* Start Record excerpts *

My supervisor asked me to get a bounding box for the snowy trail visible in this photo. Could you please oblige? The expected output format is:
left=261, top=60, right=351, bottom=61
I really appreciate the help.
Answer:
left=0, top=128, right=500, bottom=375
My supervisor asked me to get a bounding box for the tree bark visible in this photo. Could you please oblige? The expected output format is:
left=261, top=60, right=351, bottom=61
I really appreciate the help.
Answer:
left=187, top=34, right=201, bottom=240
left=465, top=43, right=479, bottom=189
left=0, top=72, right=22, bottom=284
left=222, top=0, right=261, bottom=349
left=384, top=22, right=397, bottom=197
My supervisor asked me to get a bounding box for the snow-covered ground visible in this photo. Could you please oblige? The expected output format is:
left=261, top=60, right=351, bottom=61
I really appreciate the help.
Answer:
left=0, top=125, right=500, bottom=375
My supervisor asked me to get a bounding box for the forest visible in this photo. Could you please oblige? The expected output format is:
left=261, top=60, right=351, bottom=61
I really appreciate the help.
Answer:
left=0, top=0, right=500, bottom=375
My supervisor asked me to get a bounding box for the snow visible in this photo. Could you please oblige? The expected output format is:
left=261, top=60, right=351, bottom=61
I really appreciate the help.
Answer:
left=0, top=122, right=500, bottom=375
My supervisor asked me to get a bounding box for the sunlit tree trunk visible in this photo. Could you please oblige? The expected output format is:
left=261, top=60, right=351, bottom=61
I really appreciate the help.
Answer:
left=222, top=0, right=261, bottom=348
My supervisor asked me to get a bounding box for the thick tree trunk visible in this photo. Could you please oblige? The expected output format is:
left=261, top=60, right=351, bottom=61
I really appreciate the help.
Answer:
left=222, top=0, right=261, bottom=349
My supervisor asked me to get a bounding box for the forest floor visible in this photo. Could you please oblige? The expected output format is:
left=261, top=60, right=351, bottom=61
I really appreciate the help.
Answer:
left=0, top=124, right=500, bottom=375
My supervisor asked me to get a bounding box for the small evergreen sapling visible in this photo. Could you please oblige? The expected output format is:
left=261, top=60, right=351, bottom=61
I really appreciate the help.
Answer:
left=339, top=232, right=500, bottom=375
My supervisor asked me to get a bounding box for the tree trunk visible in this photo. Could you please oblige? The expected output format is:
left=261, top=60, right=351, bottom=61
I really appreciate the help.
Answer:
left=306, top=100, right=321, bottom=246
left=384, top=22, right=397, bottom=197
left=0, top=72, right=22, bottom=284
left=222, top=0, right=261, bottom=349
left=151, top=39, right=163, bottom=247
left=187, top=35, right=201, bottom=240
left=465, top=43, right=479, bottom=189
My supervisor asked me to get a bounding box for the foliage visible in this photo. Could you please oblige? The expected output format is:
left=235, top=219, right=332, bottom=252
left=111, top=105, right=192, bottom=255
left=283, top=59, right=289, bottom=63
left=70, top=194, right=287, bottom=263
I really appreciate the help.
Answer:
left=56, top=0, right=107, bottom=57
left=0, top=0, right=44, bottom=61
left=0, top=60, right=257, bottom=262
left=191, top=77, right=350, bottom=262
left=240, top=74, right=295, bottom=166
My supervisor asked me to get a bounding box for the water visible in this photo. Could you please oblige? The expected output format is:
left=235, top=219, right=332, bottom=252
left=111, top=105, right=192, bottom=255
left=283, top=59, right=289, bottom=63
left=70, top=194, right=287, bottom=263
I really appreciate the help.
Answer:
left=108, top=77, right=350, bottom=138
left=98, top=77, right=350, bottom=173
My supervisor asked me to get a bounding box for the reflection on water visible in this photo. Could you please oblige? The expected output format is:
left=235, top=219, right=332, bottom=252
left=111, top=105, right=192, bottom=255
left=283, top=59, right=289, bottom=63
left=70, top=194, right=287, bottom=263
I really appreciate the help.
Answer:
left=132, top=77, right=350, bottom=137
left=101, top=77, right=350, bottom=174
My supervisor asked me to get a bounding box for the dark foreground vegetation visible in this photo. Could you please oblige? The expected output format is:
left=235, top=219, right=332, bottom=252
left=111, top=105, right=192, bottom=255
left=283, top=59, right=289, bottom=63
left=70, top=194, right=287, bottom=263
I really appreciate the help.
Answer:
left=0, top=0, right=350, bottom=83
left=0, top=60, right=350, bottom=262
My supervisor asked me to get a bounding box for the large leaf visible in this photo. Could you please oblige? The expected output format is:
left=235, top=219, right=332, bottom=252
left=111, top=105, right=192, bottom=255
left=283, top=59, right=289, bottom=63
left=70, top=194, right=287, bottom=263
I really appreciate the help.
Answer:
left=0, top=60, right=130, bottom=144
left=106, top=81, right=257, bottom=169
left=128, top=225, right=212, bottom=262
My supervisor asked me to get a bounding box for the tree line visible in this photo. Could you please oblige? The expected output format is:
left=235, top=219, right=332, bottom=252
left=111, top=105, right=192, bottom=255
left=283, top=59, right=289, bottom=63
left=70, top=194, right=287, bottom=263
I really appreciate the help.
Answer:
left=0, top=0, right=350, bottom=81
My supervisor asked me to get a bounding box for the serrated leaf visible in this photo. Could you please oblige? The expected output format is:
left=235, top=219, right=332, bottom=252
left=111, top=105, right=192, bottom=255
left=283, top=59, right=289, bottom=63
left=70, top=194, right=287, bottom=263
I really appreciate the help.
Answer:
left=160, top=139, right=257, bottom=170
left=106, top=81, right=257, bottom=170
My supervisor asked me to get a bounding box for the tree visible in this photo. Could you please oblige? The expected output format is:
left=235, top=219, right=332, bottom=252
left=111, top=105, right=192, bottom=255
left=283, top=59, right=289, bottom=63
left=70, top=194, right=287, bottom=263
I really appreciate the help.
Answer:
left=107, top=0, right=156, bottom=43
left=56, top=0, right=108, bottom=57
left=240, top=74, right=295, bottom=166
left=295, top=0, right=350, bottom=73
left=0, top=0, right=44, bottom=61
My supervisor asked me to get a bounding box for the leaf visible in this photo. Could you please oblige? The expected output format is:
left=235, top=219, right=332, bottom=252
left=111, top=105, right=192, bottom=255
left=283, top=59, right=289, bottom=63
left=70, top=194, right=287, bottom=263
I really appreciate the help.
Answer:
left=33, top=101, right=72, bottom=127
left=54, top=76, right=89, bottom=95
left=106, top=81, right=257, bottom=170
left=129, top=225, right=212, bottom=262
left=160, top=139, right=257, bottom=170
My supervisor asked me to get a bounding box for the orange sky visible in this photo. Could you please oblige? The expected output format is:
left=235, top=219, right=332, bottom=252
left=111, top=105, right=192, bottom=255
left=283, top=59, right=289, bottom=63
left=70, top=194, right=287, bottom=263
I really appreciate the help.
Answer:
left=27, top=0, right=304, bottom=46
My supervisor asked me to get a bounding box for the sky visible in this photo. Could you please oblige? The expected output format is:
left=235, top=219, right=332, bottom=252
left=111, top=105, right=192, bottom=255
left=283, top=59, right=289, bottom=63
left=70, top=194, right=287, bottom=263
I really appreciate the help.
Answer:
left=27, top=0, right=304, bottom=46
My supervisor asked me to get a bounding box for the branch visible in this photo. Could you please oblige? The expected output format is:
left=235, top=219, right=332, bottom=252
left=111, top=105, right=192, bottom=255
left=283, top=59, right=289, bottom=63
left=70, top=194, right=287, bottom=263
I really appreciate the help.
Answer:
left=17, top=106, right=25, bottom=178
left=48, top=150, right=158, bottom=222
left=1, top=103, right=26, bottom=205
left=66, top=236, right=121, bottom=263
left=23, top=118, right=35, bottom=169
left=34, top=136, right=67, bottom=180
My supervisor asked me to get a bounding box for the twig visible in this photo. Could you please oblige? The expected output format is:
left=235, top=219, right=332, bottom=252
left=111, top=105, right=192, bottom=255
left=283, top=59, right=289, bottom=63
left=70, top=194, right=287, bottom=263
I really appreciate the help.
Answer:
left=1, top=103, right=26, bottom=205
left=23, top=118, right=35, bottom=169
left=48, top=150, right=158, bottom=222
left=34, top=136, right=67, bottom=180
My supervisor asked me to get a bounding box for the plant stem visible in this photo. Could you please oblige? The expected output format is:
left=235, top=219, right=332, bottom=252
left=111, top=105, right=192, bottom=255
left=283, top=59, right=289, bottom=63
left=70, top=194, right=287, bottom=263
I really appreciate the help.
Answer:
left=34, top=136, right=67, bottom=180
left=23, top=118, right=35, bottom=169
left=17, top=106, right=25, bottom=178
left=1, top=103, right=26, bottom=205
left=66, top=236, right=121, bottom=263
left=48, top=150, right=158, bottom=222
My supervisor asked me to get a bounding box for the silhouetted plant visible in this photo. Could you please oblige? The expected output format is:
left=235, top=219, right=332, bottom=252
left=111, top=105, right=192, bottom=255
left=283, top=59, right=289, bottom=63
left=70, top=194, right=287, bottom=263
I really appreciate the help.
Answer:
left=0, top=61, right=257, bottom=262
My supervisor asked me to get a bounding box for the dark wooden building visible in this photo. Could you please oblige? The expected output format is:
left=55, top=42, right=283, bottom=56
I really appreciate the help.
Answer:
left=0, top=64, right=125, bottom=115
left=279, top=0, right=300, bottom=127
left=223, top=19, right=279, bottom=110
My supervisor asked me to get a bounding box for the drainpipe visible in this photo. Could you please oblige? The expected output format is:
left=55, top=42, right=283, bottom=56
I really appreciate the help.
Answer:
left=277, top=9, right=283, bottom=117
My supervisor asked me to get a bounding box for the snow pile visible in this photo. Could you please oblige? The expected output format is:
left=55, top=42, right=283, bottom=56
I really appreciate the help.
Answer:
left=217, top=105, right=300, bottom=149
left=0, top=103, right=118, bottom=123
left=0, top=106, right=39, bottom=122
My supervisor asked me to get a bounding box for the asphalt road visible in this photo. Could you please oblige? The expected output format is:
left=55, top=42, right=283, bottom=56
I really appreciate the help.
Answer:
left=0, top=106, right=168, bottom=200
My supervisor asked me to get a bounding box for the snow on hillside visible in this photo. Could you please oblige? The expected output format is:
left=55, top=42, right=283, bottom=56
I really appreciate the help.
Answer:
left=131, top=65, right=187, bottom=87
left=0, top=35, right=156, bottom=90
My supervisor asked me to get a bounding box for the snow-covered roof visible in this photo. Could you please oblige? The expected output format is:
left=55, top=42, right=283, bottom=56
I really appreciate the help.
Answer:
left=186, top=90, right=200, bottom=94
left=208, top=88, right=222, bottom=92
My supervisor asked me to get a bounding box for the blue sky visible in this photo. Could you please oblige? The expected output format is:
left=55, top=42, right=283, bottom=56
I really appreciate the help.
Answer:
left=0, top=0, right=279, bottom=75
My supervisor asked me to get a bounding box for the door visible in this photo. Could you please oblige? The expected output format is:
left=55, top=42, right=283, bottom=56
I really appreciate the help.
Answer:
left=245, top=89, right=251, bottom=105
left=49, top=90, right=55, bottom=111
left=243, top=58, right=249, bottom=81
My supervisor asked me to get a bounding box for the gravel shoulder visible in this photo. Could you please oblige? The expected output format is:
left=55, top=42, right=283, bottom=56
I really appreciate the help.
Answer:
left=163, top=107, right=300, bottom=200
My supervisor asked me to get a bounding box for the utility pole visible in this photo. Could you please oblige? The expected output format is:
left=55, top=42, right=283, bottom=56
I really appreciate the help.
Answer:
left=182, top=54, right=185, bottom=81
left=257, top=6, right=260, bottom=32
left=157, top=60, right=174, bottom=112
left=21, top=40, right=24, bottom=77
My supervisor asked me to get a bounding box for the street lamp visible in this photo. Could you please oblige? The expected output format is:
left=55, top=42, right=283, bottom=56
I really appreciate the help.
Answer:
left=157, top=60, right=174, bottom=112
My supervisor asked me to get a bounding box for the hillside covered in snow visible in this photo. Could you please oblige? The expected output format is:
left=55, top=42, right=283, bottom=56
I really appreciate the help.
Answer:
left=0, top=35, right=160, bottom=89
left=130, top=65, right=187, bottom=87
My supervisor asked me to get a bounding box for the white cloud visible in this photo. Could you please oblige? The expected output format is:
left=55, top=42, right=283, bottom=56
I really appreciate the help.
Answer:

* End Record excerpts *

Exercise requirements: Write out everything from the start of the records down to the line containing "left=0, top=128, right=500, bottom=375", that line included, without changing anything.

Complete answer:
My supervisor asked me to get a bounding box for the snowy trail visible in this photo. Could you please oblige? The expected output format is:
left=261, top=60, right=351, bottom=61
I really appreciate the help.
Answer:
left=0, top=128, right=500, bottom=375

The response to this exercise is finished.